Saved entries:

###

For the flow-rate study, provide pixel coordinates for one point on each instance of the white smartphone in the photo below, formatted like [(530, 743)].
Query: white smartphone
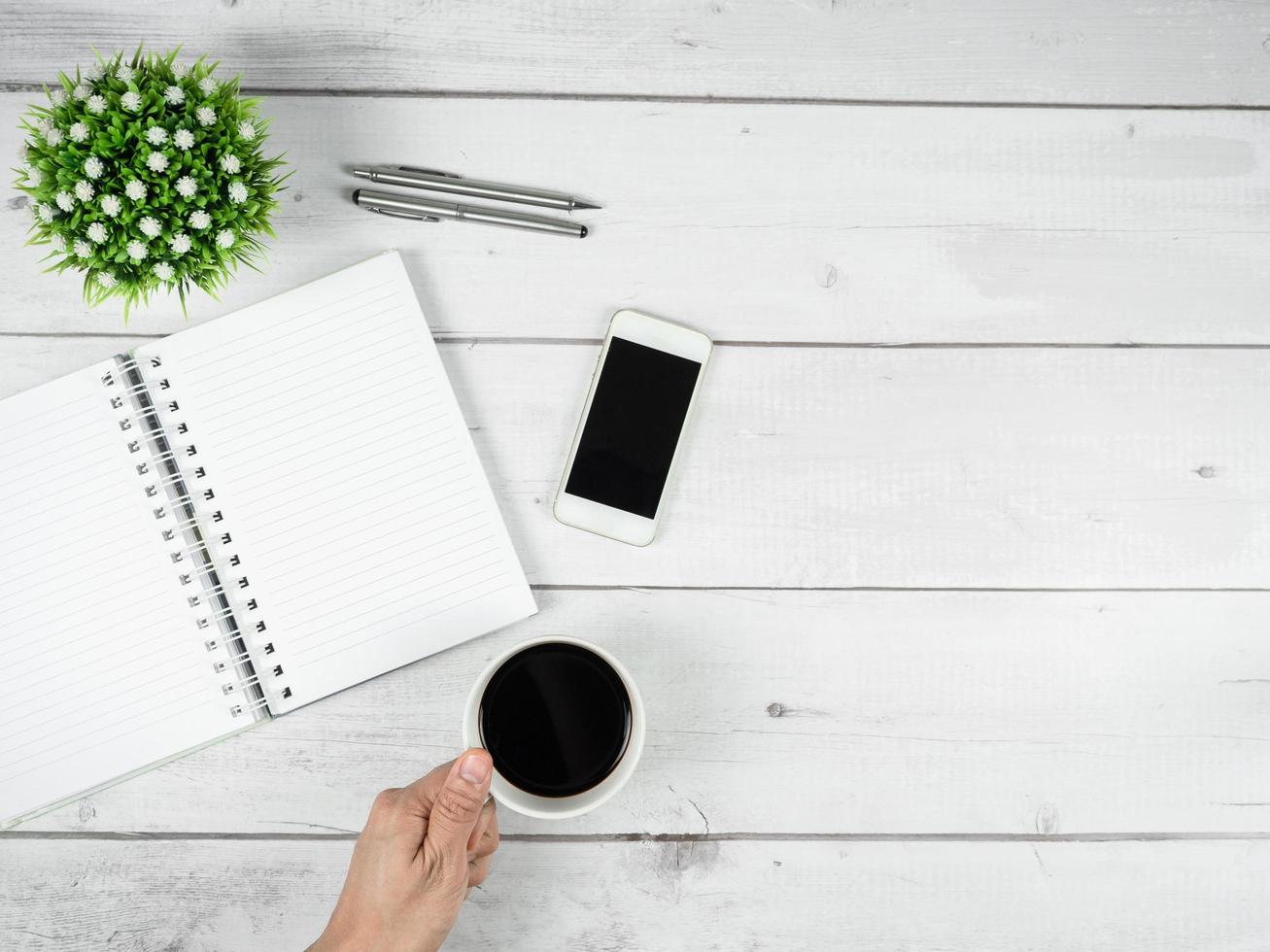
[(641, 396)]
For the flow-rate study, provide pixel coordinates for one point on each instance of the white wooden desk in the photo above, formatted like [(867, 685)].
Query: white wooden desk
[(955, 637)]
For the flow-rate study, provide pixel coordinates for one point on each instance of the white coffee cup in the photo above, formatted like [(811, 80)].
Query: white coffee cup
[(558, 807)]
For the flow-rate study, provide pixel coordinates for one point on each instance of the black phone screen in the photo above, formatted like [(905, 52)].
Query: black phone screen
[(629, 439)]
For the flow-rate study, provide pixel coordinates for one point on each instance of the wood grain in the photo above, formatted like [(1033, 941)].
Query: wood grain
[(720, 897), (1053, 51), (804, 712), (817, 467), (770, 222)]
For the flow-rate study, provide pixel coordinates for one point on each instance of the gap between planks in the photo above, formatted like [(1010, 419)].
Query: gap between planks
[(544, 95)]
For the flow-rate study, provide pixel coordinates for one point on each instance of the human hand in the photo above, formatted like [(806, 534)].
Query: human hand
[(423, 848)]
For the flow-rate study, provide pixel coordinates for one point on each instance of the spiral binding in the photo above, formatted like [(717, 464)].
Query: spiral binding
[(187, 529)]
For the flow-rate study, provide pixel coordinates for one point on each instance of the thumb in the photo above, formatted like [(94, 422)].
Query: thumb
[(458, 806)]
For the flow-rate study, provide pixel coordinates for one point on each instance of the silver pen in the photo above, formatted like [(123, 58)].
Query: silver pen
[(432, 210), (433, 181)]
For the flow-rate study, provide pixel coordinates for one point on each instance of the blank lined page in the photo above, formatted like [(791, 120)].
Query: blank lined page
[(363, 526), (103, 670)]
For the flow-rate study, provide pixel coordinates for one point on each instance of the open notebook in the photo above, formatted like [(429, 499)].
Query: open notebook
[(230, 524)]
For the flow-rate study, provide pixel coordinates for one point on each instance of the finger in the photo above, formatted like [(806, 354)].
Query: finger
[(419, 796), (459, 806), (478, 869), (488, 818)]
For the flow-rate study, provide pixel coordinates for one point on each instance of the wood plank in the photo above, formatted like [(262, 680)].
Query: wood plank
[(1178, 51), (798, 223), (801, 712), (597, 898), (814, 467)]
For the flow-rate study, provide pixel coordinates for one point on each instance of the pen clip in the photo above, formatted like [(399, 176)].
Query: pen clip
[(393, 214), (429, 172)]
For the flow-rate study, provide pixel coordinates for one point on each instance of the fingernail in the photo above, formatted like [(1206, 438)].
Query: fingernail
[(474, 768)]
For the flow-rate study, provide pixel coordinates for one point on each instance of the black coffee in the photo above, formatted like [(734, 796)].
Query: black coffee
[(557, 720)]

###

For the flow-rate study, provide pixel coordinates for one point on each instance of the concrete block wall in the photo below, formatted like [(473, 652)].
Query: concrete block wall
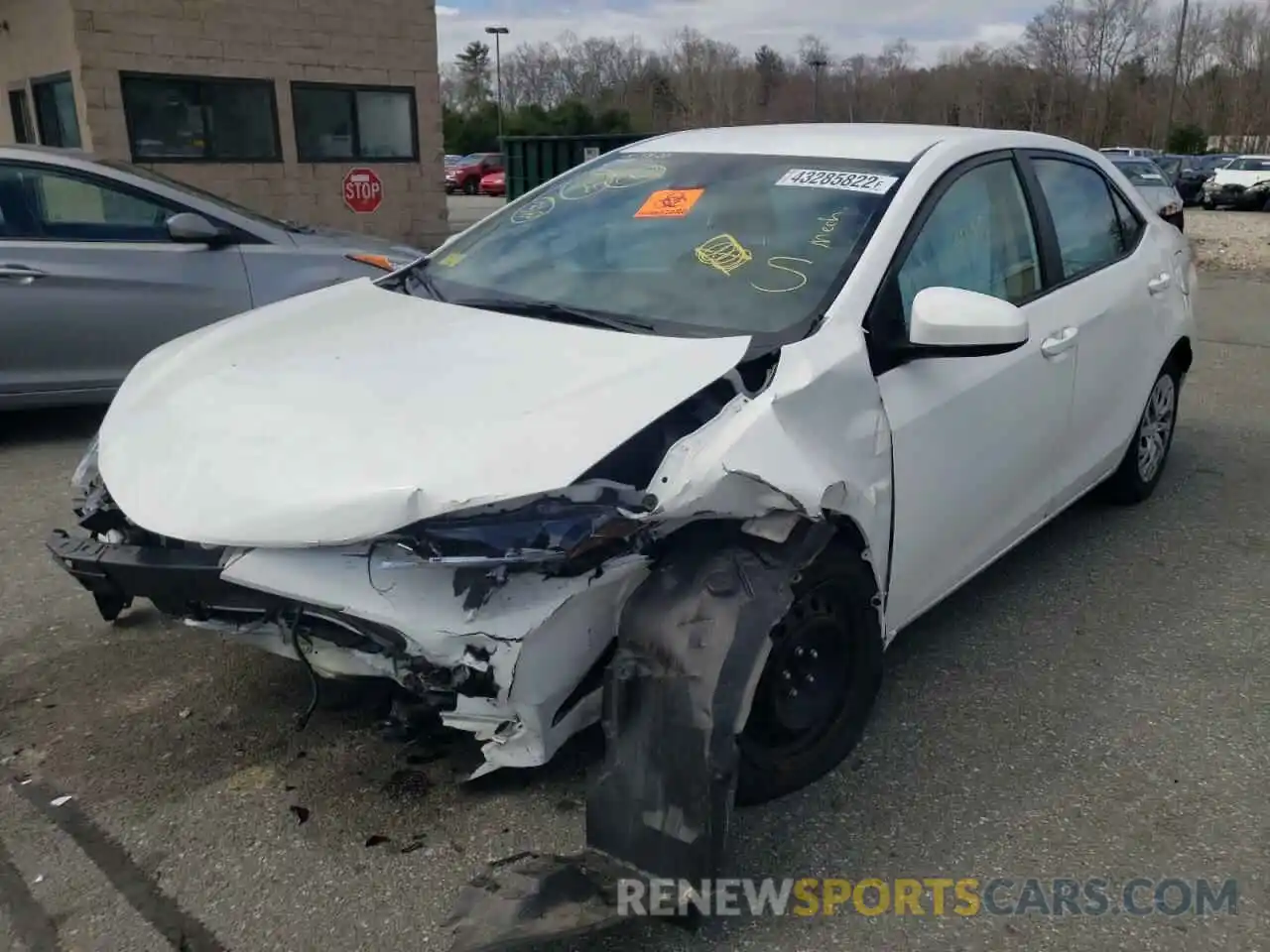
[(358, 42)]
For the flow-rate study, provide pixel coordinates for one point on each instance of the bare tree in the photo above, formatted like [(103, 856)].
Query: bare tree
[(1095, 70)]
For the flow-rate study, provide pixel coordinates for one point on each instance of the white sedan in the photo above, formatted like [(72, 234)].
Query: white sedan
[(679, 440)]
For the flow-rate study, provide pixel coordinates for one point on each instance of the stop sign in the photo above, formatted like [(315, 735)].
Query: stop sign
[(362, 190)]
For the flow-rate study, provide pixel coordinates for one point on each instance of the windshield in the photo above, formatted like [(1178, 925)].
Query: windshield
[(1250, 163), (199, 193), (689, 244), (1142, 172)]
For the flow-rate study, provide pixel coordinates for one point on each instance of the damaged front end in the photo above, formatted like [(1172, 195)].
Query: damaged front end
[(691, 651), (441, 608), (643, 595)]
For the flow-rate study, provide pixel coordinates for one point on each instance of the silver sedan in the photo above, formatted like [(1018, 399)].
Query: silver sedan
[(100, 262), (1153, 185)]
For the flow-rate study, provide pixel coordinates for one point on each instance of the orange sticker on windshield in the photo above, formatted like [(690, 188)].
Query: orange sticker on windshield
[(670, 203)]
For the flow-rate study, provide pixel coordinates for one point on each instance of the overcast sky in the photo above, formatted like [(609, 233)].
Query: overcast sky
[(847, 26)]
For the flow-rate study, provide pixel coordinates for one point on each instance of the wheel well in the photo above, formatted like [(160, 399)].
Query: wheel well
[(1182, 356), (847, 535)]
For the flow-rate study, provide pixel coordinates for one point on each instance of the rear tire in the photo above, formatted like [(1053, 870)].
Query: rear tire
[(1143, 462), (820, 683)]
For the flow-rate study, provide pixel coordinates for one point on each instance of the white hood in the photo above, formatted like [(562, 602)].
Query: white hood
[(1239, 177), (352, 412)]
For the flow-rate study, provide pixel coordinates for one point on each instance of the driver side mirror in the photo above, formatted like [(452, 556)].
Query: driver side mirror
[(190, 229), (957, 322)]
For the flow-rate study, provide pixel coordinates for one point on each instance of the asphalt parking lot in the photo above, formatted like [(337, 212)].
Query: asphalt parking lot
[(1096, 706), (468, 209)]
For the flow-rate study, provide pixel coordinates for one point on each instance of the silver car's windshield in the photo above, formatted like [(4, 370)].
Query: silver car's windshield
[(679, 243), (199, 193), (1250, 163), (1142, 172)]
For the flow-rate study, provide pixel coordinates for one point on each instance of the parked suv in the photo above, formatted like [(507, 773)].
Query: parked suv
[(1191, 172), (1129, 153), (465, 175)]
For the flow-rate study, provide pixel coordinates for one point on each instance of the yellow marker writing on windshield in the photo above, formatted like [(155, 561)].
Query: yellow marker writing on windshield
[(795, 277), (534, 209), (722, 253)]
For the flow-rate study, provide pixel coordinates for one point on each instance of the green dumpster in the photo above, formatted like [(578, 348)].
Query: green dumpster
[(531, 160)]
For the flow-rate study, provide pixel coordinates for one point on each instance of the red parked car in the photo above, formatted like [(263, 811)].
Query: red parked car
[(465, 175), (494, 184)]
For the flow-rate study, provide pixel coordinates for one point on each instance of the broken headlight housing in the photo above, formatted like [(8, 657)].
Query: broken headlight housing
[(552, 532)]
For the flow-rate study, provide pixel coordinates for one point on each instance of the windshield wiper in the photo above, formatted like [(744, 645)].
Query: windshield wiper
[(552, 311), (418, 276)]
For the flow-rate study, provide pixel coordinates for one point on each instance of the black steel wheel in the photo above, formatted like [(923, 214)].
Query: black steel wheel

###

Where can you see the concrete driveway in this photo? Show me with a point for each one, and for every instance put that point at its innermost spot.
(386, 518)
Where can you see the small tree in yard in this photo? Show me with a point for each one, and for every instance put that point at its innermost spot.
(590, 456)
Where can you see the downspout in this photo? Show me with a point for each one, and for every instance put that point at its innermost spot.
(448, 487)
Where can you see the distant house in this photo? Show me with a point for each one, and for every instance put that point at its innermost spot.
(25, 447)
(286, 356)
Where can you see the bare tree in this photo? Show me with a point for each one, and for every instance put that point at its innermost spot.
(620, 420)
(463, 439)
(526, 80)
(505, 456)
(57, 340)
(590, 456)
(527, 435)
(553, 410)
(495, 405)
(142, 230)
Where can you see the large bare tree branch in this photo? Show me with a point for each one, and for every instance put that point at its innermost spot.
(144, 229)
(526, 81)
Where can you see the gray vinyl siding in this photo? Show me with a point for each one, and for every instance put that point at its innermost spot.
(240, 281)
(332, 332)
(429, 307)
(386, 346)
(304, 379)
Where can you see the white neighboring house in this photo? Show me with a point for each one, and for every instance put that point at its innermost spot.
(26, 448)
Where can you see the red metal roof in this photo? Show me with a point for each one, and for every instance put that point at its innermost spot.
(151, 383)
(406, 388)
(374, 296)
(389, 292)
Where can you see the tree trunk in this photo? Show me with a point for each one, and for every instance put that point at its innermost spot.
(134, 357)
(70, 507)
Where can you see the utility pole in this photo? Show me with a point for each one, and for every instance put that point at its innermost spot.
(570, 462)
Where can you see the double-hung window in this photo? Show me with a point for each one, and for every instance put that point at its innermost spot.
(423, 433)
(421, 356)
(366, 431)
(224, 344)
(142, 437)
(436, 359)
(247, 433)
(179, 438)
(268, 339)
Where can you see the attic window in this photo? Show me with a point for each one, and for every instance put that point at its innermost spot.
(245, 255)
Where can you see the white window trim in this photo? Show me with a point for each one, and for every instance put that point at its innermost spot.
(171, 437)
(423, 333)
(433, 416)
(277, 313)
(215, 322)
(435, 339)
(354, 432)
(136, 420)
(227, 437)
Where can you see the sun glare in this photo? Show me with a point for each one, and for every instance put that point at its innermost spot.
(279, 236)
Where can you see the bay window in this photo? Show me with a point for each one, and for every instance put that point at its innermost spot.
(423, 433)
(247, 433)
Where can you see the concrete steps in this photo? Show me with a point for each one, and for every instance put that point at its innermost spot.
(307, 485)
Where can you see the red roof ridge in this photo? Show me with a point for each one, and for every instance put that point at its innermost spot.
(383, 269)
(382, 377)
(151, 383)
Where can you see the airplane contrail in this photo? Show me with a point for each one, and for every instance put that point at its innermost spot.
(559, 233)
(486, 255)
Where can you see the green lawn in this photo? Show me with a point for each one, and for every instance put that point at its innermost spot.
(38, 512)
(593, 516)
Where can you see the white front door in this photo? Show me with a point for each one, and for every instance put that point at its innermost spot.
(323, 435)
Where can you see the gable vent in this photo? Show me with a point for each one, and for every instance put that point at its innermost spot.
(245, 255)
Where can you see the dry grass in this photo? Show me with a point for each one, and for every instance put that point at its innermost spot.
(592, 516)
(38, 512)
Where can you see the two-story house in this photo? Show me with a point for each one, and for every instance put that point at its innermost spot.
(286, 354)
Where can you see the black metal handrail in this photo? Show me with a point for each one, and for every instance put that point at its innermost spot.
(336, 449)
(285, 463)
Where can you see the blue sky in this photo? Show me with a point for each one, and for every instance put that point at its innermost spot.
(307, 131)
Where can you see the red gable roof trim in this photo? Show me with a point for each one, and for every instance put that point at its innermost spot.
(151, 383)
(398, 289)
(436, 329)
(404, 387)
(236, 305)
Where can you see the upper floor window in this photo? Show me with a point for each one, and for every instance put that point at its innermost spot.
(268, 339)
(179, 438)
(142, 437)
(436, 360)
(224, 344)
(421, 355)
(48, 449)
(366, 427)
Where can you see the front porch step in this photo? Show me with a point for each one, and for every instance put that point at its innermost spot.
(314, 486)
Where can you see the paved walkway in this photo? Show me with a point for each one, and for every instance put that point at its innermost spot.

###

Exercise instructions: From the records above, copy only the lines starting with the line that holds "like [(744, 645)]." and going on through the line that holds "Query: black steel wheel", exactly as written.

Task answer:
For the flow-rate study, provide pixel coordinates for one point on each instance of the windshield wiper in the photo above, formatted like [(744, 645)].
Query: windshield wiper
[(552, 311), (418, 276)]
For the flow-rate study, provide pixel coordinates for one point on each instance of the black steel wheel in the photo above, formatted like [(923, 214)].
Query: black steel wheel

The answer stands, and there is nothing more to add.